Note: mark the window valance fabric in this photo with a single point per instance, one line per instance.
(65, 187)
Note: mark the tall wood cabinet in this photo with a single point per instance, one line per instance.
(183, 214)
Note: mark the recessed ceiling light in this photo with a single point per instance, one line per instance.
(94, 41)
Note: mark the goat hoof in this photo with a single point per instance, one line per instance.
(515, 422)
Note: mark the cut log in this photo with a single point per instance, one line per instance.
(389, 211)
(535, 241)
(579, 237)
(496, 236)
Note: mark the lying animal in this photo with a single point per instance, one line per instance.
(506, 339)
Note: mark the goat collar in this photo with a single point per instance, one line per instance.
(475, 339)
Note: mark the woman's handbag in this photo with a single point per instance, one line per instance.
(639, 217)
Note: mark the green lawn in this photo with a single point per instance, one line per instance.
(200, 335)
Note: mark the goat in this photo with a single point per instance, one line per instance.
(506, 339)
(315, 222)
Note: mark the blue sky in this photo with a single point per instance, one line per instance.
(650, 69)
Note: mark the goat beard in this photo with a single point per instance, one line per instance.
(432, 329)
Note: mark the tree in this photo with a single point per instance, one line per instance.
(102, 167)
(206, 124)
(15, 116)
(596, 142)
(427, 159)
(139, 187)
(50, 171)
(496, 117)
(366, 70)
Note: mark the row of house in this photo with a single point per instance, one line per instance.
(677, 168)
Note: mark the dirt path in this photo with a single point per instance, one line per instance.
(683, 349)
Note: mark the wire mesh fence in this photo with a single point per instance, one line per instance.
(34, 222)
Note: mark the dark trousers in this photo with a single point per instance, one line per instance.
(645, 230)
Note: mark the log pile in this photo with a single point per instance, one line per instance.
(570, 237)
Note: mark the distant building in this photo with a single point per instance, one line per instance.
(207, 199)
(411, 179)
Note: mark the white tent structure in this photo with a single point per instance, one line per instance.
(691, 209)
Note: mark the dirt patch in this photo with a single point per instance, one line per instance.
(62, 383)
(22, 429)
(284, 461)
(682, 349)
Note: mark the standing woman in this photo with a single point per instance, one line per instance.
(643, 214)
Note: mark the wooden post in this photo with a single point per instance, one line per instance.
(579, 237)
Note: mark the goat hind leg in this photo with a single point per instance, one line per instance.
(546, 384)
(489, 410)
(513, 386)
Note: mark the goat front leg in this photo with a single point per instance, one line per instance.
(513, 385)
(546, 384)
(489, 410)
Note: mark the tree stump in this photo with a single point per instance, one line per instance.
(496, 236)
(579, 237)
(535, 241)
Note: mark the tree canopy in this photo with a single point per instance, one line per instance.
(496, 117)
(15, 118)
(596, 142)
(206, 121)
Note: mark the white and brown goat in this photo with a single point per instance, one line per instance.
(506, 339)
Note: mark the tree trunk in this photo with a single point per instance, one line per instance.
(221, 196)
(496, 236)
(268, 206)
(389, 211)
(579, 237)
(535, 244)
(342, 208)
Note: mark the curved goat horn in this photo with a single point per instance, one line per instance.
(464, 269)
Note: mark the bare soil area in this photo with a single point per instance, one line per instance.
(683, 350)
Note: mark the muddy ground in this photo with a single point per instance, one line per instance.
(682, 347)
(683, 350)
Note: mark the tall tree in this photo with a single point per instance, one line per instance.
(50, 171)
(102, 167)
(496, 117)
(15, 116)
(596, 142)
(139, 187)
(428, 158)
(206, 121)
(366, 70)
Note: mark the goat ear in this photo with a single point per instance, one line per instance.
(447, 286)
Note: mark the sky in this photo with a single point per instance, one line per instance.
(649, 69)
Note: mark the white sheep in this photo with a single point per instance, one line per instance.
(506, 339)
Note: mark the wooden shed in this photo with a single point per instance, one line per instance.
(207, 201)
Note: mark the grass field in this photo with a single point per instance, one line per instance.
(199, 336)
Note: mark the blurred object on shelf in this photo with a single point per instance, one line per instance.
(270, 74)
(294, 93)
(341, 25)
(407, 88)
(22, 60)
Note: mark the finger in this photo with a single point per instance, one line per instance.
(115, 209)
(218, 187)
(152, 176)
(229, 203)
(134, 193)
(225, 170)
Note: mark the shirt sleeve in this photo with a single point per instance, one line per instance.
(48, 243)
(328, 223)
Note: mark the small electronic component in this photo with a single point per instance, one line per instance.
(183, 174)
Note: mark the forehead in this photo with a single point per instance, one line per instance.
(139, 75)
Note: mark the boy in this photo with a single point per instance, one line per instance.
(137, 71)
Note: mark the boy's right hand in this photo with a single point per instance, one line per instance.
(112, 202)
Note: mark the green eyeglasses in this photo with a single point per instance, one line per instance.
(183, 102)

=-=-=-=-=

** Description of the task **
The reply must consist solely of the lines from the one containing "Note: mark the boy's" through the last line in the material above, reproduced exactly.

** Response **
Note: mark the boy's right hand in this photo with a single point per instance, one line per instance.
(112, 202)
Note: mark the green eyeglasses in this photo with a single point per instance, one line per instance.
(183, 102)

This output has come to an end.